• Given exercise 1:
Quote the benchmarks.py source file below in full, with no changes.

• Quoted passage:
────────────────

OBLITERATUS/obliteratus/evaluation/benchmarks.py

"""Lightweight benchmark harnesses for measuring abliteration capability impact.

Real abliteration research needs to measure not just refusal rate but the
downstream capability cost. This module provides self-contained benchmark
probes that don't require external datasets — they ship hardcoded challenge
sets in the style of MMLU, TruthfulQA, and GSM8K.

Each benchmark returns a score (0-1) and optional per-item breakdowns,
enabling capability-safety Pareto analysis.

Design philosophy: These are *probes*, not full benchmarks. They use
~20-50 carefully selected items per category to provide fast signal
during abliteration experiments, not publication-quality numbers. For
rigorous evaluation, use the full benchmark suites via lm-evaluation-harness.

References:
    - Hendrycks et al. (2021): MMLU
    - Lin et al. (2022): TruthfulQA
    - Cobbe et al. (2021): GSM8K
    - Young (2025): GSM8K most sensitive to abliteration (-26.5% worst case)
"""

from __future__ import annotations

import re
from dataclasses import dataclass, field

import torch


@dataclass
class BenchmarkResult:
    """Result from a single benchmark probe."""

    benchmark_name: str
    score: float                          # overall score (0-1)
    n_correct: int
    n_total: int
    per_category: dict[str, float] = field(default_factory=dict)

────────────────

(Object point labels)

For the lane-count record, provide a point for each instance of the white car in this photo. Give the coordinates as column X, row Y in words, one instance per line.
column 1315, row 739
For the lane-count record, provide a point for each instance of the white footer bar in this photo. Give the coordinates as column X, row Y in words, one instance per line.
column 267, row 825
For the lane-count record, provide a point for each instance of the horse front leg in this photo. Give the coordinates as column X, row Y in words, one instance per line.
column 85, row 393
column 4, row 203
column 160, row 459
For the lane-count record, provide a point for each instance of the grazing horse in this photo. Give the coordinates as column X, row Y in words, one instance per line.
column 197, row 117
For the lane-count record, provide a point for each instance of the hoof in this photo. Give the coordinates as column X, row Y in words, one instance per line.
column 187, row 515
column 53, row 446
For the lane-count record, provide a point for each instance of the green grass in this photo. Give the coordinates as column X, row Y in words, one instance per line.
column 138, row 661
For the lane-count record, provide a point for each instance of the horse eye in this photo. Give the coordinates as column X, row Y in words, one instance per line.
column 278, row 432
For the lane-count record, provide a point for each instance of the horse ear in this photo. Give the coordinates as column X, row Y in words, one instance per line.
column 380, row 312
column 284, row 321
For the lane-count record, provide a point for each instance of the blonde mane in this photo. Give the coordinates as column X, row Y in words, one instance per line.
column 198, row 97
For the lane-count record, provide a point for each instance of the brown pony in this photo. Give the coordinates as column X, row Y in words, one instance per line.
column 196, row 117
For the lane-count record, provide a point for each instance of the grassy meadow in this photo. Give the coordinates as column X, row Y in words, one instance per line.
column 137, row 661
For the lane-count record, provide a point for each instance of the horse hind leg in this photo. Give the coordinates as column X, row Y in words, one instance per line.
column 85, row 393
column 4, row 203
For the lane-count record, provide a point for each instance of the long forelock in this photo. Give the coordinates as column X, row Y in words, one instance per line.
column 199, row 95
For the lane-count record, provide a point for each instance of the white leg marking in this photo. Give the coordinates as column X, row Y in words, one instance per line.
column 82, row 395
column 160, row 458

────────────────

• Given exercise 2:
Put the records from the line containing "the horse hind" through the end of the records into a two-column CSV with the headers request and points, one row per request. Enclose each field in quotation marks and replace line breaks with spaces.

• Task result 1:
OBLITERATUS/obliteratus/evaluation/benchmarks.py

"""Lightweight benchmark harnesses for measuring abliteration capability impact.

Real abliteration research needs to measure not just refusal rate but the
downstream capability cost. This module provides self-contained benchmark
probes that don't require external datasets — they ship hardcoded challenge
sets in the style of MMLU, TruthfulQA, and GSM8K.

Each benchmark returns a score (0-1) and optional per-item breakdowns,
enabling capability-safety Pareto analysis.

Design philosophy: These are *probes*, not full benchmarks. They use
~20-50 carefully selected items per category to provide fast signal
during abliteration experiments, not publication-quality numbers. For
rigorous evaluation, use the full benchmark suites via lm-evaluation-harness.

References:
    - Hendrycks et al. (2021): MMLU
    - Lin et al. (2022): TruthfulQA
    - Cobbe et al. (2021): GSM8K
    - Young (2025): GSM8K most sensitive to abliteration (-26.5% worst case)
"""

from __future__ import annotations

import re
from dataclasses import dataclass, field

import torch


@dataclass
class BenchmarkResult:
    """Result from a single benchmark probe."""

    benchmark_name: str
    score: float                          # overall score (0-1)
    n_correct: int
    n_total: int
    per_category: dict[str, float] = field(default_factory=dict)

• Task result 2:
request,points
"For the lane-count record, provide a point for each instance of the horse hind leg in this photo. Give the coordinates as column X, row Y in words, one instance per line.","column 85, row 393 column 4, row 203"
"For the lane-count record, provide a point for each instance of the long forelock in this photo. Give the coordinates as column X, row Y in words, one instance per line.","column 199, row 95"
"For the lane-count record, provide a point for each instance of the white leg marking in this photo. Give the coordinates as column X, row Y in words, one instance per line.","column 82, row 395 column 160, row 458"